Exercise task -> Count the lines in the data below that contain the word "chinese". Give only the number.

------ Data shown ------

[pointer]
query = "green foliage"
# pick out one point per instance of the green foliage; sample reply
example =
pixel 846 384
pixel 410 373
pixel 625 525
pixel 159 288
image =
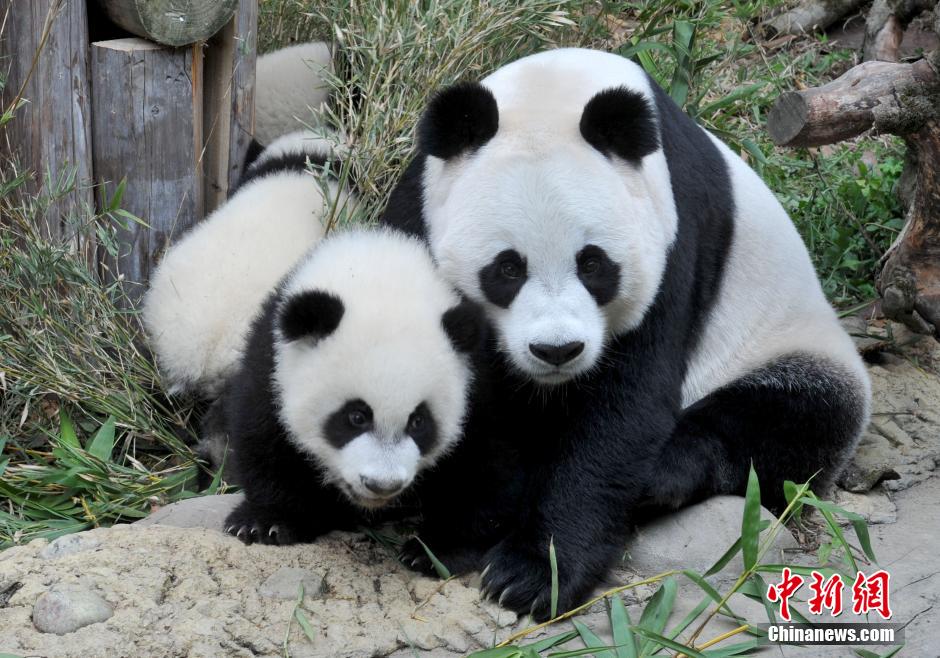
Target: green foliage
pixel 653 634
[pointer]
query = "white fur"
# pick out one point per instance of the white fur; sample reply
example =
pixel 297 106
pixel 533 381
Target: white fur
pixel 538 187
pixel 390 350
pixel 210 284
pixel 770 302
pixel 290 86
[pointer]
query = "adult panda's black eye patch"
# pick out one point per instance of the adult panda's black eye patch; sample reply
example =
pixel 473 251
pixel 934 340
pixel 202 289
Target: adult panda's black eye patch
pixel 422 428
pixel 598 273
pixel 348 422
pixel 503 278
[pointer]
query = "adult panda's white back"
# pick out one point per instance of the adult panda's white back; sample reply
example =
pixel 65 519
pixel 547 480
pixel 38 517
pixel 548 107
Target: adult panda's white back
pixel 290 85
pixel 210 284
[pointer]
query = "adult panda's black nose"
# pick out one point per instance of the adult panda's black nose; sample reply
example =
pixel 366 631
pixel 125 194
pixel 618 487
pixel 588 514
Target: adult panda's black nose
pixel 556 354
pixel 382 488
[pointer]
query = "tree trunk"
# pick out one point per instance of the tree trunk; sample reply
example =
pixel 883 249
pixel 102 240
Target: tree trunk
pixel 904 100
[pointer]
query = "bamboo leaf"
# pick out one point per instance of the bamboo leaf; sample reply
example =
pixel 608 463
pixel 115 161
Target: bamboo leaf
pixel 620 626
pixel 442 571
pixel 103 442
pixel 750 523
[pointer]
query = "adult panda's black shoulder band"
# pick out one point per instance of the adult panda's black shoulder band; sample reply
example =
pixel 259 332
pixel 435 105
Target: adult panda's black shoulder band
pixel 621 122
pixel 459 118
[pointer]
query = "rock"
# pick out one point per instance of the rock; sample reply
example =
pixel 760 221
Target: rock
pixel 68 545
pixel 203 512
pixel 67 608
pixel 694 538
pixel 874 505
pixel 285 582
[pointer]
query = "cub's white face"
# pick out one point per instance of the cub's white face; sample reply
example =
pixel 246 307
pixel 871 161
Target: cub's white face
pixel 562 245
pixel 370 384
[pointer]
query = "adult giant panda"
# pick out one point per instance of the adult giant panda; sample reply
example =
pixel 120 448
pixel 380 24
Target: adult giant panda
pixel 290 86
pixel 658 323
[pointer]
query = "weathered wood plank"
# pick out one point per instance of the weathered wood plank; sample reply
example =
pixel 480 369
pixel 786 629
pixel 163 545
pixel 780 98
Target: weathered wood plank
pixel 229 102
pixel 171 22
pixel 147 127
pixel 51 134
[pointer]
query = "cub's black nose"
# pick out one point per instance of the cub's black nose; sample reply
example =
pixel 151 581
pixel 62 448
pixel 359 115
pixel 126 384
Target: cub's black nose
pixel 382 487
pixel 556 354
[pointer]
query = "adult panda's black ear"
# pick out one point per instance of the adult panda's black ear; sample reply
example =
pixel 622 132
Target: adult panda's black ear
pixel 458 118
pixel 621 122
pixel 465 325
pixel 310 314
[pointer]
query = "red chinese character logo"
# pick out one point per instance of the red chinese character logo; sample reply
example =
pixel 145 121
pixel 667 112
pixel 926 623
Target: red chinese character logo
pixel 782 592
pixel 871 594
pixel 826 594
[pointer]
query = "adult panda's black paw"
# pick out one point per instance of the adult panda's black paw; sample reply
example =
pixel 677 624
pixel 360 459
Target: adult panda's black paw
pixel 252 525
pixel 457 559
pixel 518 577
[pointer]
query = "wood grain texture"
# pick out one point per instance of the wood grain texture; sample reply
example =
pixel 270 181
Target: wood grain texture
pixel 845 107
pixel 148 128
pixel 229 102
pixel 171 22
pixel 51 134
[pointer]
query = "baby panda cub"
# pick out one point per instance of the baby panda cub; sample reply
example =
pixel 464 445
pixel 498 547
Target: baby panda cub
pixel 354 379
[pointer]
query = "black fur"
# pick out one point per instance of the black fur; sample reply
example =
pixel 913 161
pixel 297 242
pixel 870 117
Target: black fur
pixel 252 153
pixel 340 426
pixel 599 274
pixel 291 162
pixel 620 122
pixel 465 325
pixel 285 501
pixel 311 314
pixel 422 427
pixel 503 278
pixel 458 119
pixel 577 463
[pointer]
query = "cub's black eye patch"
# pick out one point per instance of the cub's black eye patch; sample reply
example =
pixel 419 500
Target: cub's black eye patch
pixel 348 422
pixel 422 428
pixel 599 274
pixel 503 278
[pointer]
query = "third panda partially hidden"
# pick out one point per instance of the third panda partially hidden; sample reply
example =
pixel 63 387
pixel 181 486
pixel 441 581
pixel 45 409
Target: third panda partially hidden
pixel 658 323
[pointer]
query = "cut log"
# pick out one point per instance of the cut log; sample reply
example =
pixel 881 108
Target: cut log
pixel 809 16
pixel 903 100
pixel 910 280
pixel 885 25
pixel 171 22
pixel 229 103
pixel 51 132
pixel 147 128
pixel 872 94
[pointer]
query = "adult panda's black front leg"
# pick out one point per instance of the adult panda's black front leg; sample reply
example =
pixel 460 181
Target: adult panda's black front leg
pixel 580 500
pixel 799 417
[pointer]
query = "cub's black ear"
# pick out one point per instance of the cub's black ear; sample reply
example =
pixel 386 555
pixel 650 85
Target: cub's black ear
pixel 457 119
pixel 619 121
pixel 310 314
pixel 465 325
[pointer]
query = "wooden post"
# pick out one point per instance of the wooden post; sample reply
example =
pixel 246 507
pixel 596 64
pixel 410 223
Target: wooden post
pixel 147 127
pixel 51 133
pixel 171 22
pixel 900 99
pixel 229 102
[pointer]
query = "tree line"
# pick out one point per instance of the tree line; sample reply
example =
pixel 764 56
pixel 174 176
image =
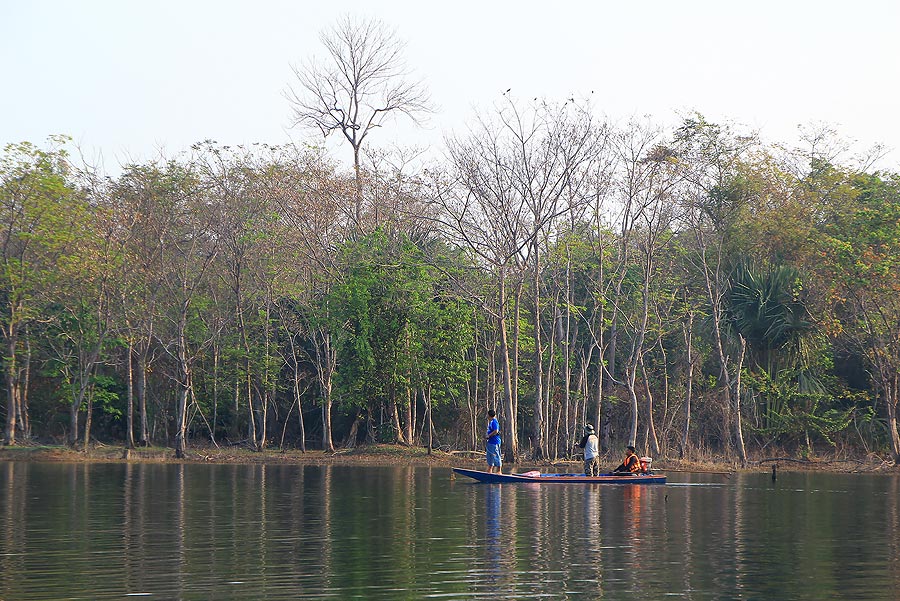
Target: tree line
pixel 689 290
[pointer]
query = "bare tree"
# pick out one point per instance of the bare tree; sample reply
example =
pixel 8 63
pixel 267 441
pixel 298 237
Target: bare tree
pixel 362 82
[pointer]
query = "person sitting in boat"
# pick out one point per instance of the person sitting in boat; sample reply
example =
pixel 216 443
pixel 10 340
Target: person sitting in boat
pixel 631 463
pixel 590 445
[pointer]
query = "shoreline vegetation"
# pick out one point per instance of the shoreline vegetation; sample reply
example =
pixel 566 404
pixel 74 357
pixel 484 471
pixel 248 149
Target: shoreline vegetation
pixel 688 289
pixel 385 455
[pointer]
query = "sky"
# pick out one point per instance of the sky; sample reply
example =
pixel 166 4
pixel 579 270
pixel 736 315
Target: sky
pixel 132 80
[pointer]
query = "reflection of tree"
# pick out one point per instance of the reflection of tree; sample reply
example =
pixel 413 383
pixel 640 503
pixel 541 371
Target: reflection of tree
pixel 492 531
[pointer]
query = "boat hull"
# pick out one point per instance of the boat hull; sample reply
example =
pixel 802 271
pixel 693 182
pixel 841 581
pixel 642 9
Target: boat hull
pixel 493 478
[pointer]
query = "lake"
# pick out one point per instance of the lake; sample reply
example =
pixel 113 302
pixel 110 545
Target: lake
pixel 159 531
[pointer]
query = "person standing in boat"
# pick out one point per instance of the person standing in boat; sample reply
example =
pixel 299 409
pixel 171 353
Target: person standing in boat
pixel 492 443
pixel 631 463
pixel 590 445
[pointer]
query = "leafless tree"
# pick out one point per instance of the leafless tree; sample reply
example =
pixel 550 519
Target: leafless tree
pixel 360 84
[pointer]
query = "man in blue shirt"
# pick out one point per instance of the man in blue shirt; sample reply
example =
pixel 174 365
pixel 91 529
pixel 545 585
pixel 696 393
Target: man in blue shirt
pixel 492 443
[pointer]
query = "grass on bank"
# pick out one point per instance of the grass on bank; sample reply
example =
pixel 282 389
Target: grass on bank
pixel 387 454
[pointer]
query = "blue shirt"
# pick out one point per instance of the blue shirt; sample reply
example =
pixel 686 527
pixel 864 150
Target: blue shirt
pixel 494 425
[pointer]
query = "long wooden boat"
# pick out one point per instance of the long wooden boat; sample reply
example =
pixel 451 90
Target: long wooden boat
pixel 534 476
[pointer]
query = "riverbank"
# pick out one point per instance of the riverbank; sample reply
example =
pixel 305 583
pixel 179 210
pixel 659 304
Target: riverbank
pixel 391 455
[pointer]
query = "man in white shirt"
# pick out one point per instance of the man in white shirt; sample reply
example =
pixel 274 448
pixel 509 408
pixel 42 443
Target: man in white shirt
pixel 590 445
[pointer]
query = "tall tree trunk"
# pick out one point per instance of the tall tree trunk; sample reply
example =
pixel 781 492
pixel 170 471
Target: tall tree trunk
pixel 510 446
pixel 129 421
pixel 538 452
pixel 12 384
pixel 651 427
pixel 23 421
pixel 144 438
pixel 738 428
pixel 688 330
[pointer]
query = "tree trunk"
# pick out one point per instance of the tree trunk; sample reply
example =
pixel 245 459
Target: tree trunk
pixel 129 421
pixel 538 452
pixel 510 448
pixel 12 385
pixel 651 427
pixel 142 399
pixel 688 340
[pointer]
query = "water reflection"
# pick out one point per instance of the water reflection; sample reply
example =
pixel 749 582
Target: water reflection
pixel 315 532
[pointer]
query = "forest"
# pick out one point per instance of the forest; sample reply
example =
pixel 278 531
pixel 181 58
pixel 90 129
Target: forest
pixel 691 290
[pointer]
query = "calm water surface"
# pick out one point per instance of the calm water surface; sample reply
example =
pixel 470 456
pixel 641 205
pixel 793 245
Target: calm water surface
pixel 319 532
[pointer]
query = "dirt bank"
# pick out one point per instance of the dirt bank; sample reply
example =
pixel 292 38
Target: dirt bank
pixel 386 455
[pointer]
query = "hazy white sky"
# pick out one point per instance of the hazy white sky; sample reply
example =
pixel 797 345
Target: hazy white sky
pixel 126 78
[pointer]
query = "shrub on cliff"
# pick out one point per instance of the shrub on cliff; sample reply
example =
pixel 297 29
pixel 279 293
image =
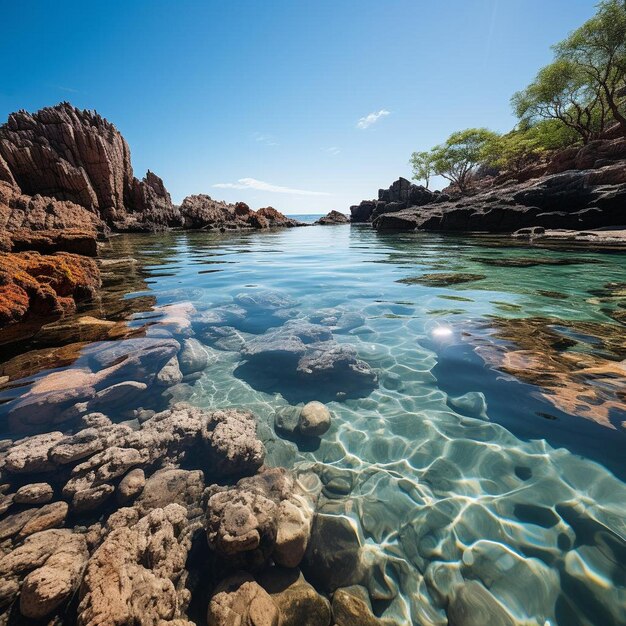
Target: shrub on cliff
pixel 457 158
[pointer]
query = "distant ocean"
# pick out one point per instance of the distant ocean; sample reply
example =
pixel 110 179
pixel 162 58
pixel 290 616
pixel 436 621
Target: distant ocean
pixel 309 218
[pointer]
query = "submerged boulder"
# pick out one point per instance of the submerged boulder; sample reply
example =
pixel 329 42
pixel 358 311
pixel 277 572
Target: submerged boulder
pixel 269 514
pixel 138 573
pixel 240 600
pixel 300 353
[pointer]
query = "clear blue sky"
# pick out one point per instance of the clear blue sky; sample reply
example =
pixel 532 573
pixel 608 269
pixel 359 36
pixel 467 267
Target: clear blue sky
pixel 271 92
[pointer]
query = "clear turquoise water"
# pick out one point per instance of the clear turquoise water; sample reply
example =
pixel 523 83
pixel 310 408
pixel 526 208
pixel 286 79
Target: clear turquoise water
pixel 462 493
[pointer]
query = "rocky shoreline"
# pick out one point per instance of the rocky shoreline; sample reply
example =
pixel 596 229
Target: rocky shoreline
pixel 66 182
pixel 127 506
pixel 577 189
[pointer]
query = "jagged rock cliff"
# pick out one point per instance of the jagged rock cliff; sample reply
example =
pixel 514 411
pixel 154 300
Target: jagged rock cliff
pixel 69 154
pixel 400 195
pixel 66 168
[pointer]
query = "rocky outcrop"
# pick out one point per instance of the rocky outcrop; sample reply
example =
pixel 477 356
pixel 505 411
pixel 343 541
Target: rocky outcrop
pixel 63 167
pixel 201 211
pixel 35 288
pixel 575 199
pixel 26 213
pixel 333 218
pixel 138 575
pixel 45 570
pixel 311 420
pixel 267 515
pixel 579 188
pixel 399 196
pixel 79 156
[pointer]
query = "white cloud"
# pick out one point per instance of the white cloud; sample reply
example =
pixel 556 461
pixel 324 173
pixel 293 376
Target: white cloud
pixel 268 140
pixel 259 185
pixel 372 118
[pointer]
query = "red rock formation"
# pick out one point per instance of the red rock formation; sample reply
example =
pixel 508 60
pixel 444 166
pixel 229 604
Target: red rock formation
pixel 19 211
pixel 201 211
pixel 35 288
pixel 66 168
pixel 76 155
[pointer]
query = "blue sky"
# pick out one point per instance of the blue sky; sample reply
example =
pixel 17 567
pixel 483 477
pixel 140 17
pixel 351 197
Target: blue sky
pixel 268 101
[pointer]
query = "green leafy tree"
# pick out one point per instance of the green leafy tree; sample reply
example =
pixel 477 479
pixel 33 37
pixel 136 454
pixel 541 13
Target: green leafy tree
pixel 598 50
pixel 514 151
pixel 457 158
pixel 422 164
pixel 562 91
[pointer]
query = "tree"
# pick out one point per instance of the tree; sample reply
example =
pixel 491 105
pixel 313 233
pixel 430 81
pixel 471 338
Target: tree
pixel 598 50
pixel 456 159
pixel 562 91
pixel 422 163
pixel 514 151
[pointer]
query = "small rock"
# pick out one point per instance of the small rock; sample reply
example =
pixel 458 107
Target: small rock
pixel 119 393
pixel 314 419
pixel 297 600
pixel 241 601
pixel 332 557
pixel 131 485
pixel 36 493
pixel 170 374
pixel 352 607
pixel 48 516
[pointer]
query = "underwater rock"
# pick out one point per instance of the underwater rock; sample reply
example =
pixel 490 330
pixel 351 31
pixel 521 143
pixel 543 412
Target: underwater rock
pixel 311 420
pixel 240 600
pixel 138 574
pixel 131 485
pixel 118 394
pixel 298 602
pixel 314 419
pixel 473 605
pixel 233 444
pixel 193 357
pixel 441 279
pixel 90 481
pixel 131 364
pixel 332 558
pixel 172 486
pixel 352 607
pixel 46 568
pixel 170 374
pixel 261 516
pixel 302 353
pixel 48 516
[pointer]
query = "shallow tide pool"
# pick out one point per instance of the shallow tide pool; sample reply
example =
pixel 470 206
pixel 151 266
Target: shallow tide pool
pixel 484 467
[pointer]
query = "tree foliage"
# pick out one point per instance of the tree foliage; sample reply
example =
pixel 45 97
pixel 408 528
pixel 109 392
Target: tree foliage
pixel 572 99
pixel 457 158
pixel 561 91
pixel 422 164
pixel 598 50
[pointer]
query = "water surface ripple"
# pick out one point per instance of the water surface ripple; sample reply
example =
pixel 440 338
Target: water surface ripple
pixel 484 470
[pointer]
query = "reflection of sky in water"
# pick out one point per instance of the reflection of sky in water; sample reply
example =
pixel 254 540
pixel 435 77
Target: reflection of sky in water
pixel 463 494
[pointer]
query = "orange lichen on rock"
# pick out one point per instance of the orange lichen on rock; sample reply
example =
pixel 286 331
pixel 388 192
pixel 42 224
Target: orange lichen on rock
pixel 38 287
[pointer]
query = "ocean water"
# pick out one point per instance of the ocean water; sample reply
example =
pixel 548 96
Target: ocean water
pixel 484 469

------

Answer to this task -> 3